Return every row below that contains the word "door", copying each one in full.

◆ Rows of bounding-box annotation data:
######

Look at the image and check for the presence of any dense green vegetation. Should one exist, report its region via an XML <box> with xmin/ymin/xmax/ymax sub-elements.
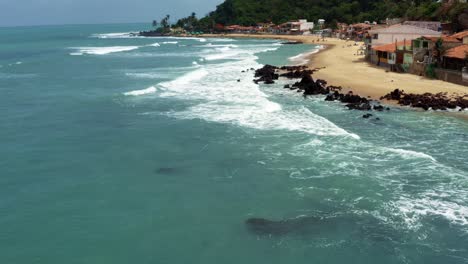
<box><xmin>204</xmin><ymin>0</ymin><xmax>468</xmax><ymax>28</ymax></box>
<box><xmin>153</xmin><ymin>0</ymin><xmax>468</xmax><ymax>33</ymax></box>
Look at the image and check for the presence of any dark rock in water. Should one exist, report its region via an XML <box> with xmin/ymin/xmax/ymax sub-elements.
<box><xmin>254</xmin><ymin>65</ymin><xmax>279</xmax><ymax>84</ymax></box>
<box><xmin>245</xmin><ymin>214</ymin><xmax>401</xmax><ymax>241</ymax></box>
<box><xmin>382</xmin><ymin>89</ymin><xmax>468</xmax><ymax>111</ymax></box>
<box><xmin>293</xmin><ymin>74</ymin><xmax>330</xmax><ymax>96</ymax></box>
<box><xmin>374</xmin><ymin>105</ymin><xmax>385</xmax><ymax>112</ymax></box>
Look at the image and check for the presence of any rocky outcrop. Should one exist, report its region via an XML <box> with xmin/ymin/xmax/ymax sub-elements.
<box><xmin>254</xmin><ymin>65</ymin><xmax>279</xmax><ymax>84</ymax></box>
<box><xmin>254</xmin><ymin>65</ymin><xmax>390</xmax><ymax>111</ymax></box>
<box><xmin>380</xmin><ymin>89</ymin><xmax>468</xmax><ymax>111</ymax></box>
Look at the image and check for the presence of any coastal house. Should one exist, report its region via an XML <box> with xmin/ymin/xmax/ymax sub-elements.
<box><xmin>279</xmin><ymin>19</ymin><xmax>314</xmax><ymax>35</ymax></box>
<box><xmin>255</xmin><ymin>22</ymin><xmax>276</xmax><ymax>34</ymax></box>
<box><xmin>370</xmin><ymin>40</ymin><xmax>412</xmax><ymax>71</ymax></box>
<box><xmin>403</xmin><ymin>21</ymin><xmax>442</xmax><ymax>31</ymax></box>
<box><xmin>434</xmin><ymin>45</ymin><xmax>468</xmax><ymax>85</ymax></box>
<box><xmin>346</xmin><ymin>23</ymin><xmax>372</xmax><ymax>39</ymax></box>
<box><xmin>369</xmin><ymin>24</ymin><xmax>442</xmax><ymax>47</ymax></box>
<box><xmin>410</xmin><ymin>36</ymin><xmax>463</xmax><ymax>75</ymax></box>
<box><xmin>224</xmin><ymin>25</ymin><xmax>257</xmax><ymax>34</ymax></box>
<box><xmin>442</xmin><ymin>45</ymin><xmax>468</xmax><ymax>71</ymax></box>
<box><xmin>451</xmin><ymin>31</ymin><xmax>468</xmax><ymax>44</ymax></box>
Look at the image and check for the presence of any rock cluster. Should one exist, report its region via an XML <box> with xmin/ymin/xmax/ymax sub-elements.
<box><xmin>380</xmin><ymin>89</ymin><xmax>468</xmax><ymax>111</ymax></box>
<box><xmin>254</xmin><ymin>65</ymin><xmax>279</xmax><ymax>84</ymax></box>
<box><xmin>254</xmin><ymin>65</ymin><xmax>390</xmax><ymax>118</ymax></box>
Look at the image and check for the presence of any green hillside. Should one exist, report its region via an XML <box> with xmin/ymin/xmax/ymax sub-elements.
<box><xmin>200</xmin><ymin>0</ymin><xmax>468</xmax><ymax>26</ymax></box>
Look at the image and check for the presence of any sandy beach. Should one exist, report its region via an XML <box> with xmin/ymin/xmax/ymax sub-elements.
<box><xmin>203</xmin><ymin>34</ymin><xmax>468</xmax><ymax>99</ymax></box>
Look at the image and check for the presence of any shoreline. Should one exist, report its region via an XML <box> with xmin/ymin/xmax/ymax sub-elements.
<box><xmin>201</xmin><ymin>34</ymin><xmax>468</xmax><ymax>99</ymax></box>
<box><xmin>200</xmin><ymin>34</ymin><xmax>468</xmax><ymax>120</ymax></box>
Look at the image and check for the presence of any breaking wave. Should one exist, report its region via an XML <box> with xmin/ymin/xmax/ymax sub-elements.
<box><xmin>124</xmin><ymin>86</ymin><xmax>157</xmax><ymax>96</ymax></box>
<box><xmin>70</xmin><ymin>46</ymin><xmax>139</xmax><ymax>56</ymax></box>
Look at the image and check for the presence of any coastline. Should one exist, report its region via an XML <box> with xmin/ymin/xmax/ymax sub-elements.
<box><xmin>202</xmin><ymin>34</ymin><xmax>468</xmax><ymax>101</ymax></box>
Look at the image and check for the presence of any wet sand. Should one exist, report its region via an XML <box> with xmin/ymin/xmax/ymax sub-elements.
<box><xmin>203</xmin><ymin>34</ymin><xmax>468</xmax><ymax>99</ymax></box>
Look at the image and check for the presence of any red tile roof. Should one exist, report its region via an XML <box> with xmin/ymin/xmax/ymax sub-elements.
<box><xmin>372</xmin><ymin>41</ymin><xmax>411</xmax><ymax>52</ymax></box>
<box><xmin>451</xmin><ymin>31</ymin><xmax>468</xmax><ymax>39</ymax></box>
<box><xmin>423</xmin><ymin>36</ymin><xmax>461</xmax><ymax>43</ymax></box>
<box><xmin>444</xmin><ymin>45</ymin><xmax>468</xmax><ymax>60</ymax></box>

######

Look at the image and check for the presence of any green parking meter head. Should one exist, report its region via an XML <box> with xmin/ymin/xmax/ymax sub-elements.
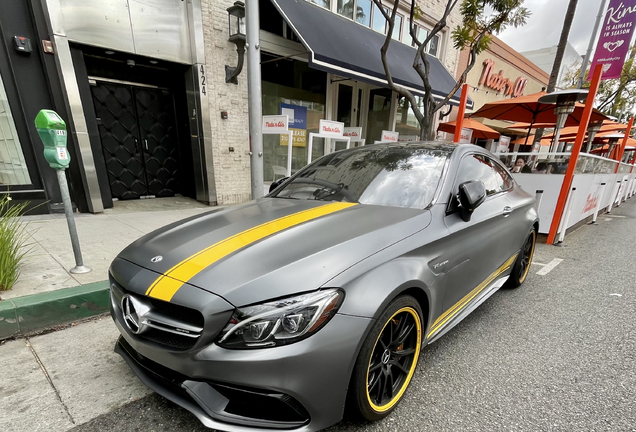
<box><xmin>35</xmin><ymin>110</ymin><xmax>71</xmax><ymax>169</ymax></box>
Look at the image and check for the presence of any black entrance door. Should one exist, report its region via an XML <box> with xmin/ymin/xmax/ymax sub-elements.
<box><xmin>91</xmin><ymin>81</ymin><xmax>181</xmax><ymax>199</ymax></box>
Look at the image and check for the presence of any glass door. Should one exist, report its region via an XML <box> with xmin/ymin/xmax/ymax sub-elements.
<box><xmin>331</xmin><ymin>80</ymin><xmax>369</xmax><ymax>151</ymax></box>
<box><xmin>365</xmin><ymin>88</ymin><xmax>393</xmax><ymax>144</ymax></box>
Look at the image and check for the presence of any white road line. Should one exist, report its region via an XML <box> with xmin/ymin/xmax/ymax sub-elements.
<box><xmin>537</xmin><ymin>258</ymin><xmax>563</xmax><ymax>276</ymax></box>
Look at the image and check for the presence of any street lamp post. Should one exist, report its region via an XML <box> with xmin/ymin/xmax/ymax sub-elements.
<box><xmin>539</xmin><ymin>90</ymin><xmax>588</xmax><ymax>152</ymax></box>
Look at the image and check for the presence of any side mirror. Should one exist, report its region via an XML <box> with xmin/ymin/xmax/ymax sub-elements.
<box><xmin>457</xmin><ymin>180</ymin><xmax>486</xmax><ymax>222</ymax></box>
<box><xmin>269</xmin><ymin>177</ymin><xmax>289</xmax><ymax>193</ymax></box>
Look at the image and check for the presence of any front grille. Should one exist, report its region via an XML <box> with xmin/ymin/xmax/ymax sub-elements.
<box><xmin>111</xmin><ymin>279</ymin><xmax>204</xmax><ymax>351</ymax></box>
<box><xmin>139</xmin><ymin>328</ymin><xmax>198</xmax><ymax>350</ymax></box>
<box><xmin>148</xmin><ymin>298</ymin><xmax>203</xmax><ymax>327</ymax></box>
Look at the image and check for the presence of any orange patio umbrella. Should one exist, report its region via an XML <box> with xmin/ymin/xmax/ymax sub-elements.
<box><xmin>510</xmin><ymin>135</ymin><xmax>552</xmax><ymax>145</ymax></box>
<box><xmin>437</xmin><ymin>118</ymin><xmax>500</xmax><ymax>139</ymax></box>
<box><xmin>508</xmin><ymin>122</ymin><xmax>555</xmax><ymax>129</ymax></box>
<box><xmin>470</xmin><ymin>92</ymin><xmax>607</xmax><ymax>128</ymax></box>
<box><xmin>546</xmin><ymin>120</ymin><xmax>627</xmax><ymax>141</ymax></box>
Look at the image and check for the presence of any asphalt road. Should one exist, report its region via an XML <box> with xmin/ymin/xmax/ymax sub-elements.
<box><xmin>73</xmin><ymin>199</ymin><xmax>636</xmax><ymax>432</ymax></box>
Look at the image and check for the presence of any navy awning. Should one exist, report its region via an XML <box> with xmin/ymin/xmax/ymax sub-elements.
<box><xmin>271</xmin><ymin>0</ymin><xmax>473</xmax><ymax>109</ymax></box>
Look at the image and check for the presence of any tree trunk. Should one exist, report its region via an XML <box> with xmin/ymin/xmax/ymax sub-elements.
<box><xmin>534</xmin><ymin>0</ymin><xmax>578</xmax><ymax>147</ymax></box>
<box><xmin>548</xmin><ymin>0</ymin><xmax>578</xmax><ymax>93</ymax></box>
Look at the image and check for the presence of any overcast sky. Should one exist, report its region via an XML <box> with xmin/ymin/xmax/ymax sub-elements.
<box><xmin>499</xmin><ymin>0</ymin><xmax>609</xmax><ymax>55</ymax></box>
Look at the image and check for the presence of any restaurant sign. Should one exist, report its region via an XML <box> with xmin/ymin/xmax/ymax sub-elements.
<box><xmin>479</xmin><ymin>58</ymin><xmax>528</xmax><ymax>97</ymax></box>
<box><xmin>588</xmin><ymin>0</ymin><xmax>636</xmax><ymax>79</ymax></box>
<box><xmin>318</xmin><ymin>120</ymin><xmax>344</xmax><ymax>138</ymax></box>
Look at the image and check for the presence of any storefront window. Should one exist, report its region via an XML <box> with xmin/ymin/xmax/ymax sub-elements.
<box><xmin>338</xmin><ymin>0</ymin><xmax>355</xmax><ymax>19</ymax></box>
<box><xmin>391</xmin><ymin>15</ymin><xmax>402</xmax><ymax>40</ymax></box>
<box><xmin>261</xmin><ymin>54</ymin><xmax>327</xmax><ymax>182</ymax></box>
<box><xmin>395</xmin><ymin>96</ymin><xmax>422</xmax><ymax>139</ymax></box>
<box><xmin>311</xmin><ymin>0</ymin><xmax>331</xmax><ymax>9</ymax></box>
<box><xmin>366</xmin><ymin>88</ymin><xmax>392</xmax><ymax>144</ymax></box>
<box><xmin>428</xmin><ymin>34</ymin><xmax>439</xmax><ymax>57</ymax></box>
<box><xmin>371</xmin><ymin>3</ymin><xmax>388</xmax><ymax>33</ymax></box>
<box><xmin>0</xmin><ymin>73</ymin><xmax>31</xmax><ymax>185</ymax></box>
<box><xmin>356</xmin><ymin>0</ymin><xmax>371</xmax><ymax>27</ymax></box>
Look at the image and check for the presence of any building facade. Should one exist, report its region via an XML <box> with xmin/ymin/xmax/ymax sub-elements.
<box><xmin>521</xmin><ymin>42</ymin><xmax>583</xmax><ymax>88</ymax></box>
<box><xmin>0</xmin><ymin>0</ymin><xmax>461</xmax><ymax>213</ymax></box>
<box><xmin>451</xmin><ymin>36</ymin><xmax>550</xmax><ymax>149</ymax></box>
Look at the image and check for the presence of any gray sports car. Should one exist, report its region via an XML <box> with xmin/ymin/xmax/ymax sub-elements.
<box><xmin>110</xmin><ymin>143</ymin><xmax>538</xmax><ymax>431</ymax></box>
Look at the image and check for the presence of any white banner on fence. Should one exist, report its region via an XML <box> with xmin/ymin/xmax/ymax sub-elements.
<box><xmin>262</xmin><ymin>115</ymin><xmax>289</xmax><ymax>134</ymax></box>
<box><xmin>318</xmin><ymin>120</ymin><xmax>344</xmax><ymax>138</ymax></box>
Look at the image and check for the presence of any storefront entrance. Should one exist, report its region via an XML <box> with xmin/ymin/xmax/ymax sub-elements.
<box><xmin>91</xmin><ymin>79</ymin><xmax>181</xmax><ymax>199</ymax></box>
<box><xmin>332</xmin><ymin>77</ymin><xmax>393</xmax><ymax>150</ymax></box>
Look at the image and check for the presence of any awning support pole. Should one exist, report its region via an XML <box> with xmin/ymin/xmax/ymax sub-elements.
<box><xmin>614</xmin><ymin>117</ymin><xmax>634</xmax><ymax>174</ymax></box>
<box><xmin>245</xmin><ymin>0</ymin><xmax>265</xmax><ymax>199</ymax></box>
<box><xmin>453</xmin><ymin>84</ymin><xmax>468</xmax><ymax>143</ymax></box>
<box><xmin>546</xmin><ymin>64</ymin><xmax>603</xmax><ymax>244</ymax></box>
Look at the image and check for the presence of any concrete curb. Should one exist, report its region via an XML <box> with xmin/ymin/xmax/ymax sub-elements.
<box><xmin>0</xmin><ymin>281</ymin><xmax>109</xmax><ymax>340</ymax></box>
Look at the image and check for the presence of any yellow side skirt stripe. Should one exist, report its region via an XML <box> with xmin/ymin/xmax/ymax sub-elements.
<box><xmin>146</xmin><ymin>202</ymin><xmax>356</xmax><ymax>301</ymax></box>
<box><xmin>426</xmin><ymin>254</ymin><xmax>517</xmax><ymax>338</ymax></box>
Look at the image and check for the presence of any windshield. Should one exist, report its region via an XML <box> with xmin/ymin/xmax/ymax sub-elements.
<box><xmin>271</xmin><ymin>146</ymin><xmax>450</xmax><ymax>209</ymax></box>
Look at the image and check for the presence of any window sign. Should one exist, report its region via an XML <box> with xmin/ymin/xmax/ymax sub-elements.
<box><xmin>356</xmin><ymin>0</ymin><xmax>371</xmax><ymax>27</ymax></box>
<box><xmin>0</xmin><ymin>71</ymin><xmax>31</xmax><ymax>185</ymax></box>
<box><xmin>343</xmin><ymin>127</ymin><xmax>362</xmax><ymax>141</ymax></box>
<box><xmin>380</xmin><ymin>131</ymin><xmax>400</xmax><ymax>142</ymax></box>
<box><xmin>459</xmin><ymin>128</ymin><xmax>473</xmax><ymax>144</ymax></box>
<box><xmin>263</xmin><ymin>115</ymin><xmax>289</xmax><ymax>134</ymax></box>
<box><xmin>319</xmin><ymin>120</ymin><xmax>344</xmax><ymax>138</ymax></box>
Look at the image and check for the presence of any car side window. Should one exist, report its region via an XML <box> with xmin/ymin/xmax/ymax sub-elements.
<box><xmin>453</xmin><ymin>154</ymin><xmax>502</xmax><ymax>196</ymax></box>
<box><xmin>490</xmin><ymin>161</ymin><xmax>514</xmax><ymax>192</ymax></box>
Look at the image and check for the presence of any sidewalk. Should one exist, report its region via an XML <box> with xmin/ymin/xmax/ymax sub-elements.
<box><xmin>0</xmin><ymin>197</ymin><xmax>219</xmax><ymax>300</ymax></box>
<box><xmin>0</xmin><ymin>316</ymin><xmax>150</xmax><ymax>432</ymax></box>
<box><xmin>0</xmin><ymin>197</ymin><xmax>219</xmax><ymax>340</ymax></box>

######

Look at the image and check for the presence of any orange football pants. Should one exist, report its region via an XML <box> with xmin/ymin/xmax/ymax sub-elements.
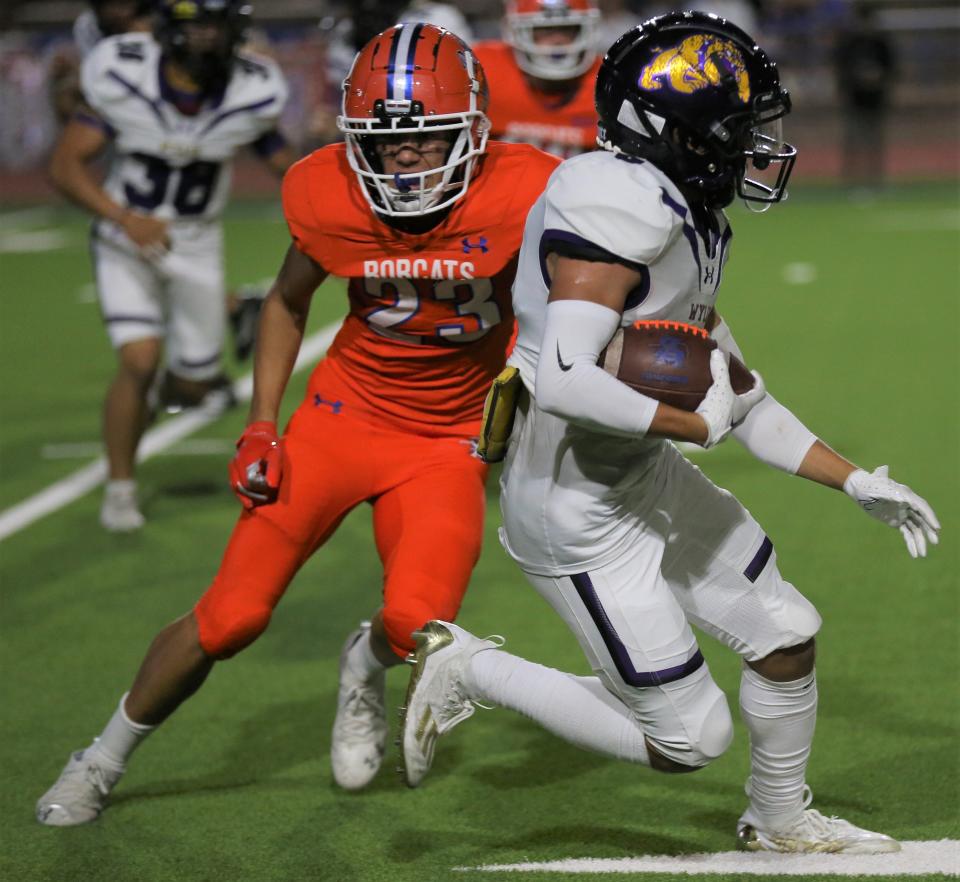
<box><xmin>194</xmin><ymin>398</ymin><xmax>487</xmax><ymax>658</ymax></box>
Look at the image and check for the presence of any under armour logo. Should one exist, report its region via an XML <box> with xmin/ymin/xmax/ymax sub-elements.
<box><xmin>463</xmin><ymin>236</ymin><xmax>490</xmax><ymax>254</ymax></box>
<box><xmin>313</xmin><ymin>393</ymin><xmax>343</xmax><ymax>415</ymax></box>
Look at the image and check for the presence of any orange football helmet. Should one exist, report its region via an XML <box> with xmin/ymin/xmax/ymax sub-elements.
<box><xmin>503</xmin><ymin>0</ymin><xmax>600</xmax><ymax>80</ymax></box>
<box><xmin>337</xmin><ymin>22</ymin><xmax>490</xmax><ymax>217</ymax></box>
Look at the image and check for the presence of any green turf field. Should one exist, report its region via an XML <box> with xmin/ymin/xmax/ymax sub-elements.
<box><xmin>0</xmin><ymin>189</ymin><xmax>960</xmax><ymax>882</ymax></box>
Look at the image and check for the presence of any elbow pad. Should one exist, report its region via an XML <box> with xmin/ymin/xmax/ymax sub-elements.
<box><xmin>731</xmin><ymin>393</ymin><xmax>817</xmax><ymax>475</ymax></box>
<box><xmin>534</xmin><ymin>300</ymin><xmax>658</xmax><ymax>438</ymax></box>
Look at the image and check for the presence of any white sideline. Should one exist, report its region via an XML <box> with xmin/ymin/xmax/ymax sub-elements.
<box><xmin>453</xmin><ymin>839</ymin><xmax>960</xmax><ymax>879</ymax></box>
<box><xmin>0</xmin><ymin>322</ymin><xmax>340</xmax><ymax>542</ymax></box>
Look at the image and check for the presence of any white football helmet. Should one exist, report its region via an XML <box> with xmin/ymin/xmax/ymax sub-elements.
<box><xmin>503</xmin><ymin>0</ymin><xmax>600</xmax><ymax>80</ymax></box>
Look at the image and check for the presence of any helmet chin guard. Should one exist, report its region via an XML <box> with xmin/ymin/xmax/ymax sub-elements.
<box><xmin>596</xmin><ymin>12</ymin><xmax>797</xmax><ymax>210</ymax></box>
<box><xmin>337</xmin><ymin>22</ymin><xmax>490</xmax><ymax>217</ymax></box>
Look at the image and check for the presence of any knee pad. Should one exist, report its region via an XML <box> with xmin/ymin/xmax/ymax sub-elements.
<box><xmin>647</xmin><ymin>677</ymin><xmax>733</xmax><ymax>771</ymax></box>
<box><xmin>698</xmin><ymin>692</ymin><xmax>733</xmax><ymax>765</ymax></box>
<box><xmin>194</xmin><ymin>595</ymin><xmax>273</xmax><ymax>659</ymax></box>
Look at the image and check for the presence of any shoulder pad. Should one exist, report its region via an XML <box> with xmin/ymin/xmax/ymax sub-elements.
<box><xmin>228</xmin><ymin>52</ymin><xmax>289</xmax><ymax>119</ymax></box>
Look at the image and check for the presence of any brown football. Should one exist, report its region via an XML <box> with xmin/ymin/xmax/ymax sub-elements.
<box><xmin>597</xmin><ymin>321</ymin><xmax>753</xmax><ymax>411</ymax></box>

######

◆ SOLUTION TO THIS PROBLEM:
Look at the image and check for the presence of any black entrance door. Should one exist, report its region via an XML <box> with xmin/ymin/xmax/ymax sub-elements.
Look at the image and check for the presence of any glass door. Should one exist, report its region via an XML <box> with xmin/ymin/xmax/ymax sub-elements.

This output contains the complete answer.